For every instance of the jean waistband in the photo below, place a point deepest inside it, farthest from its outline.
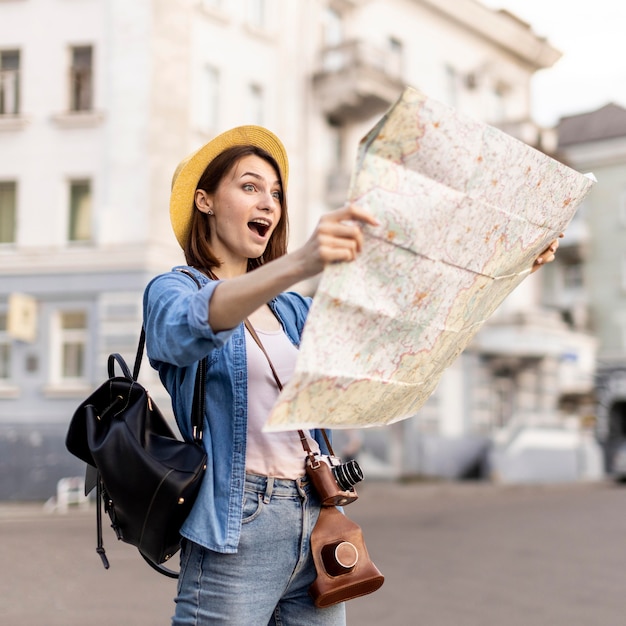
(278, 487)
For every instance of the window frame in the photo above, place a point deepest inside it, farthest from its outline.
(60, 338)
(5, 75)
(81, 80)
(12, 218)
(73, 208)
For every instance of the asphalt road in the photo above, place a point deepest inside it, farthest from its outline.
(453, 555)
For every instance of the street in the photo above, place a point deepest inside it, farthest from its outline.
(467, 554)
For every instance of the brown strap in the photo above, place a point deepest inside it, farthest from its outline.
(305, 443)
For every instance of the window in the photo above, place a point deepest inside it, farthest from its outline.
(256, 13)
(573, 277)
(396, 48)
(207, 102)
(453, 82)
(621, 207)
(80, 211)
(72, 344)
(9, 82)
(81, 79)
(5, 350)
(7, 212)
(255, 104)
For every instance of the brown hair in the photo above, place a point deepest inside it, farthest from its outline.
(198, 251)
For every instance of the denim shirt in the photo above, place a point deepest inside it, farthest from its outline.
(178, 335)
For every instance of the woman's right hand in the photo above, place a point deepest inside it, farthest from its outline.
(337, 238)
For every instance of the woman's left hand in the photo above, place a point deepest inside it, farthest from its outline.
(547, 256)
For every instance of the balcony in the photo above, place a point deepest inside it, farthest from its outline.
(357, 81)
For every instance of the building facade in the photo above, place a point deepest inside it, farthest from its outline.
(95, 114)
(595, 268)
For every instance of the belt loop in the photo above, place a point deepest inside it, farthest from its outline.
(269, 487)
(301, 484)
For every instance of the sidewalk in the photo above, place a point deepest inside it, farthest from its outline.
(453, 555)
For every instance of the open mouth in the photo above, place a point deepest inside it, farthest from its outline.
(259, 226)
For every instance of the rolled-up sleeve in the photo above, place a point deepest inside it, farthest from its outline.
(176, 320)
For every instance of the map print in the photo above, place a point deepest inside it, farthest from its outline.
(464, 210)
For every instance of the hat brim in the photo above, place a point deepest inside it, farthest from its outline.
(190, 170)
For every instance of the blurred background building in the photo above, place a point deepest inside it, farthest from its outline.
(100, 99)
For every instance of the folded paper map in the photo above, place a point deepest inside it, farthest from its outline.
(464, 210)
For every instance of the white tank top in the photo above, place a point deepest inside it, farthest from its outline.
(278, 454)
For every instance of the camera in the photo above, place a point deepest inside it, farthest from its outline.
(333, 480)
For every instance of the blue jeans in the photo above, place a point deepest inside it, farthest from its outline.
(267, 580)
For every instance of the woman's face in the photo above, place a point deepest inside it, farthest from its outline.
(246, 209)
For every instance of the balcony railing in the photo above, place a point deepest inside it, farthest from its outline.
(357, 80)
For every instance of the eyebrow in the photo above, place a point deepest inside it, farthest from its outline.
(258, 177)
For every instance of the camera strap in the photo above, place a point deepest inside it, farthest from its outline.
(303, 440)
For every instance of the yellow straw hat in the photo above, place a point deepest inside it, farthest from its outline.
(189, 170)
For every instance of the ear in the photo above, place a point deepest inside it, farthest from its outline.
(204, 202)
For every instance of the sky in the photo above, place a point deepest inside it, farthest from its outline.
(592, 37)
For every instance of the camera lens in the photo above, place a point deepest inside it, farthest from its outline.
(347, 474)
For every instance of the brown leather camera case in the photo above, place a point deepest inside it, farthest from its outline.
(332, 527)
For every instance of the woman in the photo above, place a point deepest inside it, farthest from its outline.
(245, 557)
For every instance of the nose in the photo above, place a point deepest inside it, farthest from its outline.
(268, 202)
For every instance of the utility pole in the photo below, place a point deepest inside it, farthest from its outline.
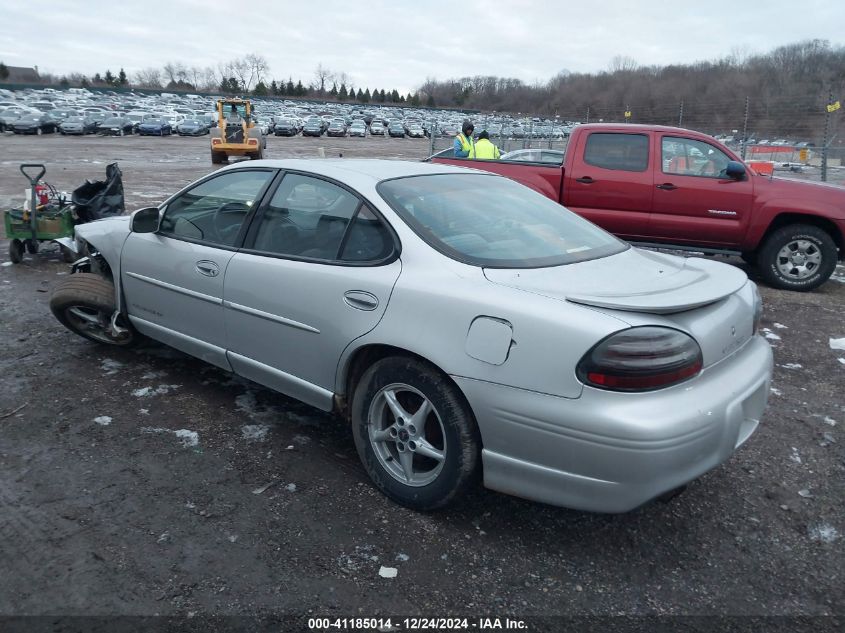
---
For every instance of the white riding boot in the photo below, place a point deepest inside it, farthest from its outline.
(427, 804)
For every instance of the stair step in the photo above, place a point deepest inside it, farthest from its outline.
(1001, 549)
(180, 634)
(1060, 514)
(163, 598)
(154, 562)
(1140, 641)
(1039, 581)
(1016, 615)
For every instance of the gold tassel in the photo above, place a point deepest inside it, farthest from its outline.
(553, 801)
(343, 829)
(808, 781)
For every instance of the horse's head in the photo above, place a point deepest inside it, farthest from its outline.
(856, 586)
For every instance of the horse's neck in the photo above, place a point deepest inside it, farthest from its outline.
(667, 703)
---
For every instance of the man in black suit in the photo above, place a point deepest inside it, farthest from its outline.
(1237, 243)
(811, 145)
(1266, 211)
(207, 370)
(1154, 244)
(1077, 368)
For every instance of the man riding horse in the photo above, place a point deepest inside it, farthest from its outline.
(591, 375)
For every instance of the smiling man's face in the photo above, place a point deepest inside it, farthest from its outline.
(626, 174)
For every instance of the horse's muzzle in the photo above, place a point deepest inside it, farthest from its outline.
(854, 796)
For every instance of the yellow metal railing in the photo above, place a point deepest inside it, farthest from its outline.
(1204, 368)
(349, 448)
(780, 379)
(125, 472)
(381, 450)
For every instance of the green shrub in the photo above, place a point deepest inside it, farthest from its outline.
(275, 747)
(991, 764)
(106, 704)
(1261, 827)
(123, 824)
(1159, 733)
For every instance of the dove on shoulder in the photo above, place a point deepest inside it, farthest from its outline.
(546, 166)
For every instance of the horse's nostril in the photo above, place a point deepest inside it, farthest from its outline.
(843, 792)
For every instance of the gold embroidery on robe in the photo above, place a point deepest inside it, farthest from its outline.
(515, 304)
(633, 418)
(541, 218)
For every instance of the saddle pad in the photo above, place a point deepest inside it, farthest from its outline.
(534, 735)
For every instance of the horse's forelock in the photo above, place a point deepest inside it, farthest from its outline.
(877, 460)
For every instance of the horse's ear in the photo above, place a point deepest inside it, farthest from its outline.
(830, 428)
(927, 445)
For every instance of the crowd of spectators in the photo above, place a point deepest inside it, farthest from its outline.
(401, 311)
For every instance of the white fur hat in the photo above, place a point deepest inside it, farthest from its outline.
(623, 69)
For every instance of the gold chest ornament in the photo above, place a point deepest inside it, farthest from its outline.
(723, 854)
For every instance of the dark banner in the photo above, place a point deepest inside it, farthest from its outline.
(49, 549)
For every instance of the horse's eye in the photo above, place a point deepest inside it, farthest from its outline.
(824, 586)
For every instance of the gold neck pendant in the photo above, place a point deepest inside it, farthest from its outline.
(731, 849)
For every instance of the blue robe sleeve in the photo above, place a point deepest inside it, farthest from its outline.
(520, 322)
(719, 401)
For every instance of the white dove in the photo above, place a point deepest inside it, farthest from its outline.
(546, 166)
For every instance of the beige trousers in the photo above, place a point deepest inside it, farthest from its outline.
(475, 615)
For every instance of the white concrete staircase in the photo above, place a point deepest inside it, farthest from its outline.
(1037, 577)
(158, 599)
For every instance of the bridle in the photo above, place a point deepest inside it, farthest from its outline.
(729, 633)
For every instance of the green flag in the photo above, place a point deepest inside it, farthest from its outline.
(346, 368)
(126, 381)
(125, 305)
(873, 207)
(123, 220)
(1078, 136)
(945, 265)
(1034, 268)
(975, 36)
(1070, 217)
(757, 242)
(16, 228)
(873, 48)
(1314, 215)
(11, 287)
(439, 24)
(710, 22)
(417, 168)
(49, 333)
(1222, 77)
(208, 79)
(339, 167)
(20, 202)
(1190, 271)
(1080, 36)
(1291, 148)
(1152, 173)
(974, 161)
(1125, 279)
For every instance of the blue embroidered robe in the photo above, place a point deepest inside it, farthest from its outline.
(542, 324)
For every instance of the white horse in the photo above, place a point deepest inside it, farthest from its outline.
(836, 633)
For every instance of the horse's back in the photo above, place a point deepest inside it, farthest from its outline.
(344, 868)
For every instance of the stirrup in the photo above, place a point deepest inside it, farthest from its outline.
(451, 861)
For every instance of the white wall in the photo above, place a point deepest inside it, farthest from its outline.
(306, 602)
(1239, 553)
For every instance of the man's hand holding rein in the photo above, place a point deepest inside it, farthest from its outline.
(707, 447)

GIVEN INSTRUCTION
Select every line of the data above that contains the string "strap", and copy each one out. Case counts.

EXERCISE RESULT
For every instance of the brown strap in the photo above, place a point deepest inside it, farthest from its outline.
For every instance of the camera strap in the photo above, place a point deepest inside it, farthest from its outline.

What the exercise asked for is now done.